PASSAGE FOR REVIEW START

Park Dae Sung's (b.1945) exhibition will show works that merge traditional interpretations with the contemporary, and in this way, the styles of East and West. What gives his work the sense of simultaneous duality is his execution of the brush, reminiscent of the compositional and stylistic aspects of Western modern and contemporary art, yet drawing from calligraphic traditions. As a result, his work can evince a deep affinity for Korean antiquities such as ceramic artifacts, Buddhist culture, and literati painting fused with a contemporary flair. The strength of Park's practice and artwork is the remarkable visual evolution that invalidates the polarity of "traditional" and "contemporary" categories. His works are both legible and compelling to audiences regardless of culture and ethnicity, even as they reference Korean cultural and artistic history.

The modern show in 2022, titled, The Space Between: The Modern in Korean Art, is co-organized with The National Museum of Modern and Contemporary Art (MMCA), our largest lender with the largest collection of modern works in Korea. As the second major Korean art exhibition organized by LACMA as part of its 10-year partnership with Hyundai Motor Company, this exhibition covers the years 1897 to 1965, spanning the arc of Western via Japan and American influences disseminated throughout the Korean Empire (1897–1910), colonial period (1910–45), and Korean War (1950–53) with a glimpse into the beginning of the contemporary.

PASSAGE FOR REVIEW END

Can you reproduce the exhibition text word for word, starting with "The modern show" and going on through "of the contemporary."? The recorded lines aren't needed for anything here.

DATA EXTRACTS START

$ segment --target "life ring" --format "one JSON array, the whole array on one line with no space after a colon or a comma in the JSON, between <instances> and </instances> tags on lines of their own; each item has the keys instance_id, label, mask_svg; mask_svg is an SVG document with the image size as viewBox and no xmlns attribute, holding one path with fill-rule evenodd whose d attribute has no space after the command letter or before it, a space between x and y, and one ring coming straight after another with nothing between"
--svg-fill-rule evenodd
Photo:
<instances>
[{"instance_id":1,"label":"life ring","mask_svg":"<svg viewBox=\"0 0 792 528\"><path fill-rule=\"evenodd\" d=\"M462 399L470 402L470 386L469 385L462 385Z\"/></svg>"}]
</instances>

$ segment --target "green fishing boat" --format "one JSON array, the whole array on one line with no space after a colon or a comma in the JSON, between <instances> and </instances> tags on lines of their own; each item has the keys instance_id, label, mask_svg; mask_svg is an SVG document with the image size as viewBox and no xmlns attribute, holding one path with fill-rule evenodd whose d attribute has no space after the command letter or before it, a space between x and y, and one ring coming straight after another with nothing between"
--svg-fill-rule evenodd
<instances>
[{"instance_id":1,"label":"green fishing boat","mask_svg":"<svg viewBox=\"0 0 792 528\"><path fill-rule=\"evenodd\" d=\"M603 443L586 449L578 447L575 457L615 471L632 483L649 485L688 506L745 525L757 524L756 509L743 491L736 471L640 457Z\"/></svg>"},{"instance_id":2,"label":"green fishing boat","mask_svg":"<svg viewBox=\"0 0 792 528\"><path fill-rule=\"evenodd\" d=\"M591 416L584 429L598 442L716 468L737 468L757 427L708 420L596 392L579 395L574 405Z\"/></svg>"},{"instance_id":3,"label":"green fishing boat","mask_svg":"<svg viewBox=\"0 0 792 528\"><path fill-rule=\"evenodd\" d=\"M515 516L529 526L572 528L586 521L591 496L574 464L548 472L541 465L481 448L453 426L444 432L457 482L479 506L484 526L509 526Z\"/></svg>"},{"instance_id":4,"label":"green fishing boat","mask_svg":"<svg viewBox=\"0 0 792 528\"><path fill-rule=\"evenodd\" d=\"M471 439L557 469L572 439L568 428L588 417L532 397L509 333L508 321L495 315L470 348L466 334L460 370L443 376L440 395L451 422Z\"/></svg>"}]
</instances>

DATA EXTRACTS END

**RESPONSE BOX:**
The modern show in 2022, titled, The Space Between: The Modern in Korean Art, is co-organized with The National Museum of Modern and Contemporary Art (MMCA), our largest lender with the largest collection of modern works in Korea. As the second major Korean art exhibition organized by LACMA as part of its 10-year partnership with Hyundai Motor Company, this exhibition covers the years 1897 to 1965, spanning the arc of Western via Japan and American influences disseminated throughout the Korean Empire (1897–1910), colonial period (1910–45), and Korean War (1950–53) with a glimpse into the beginning of the contemporary.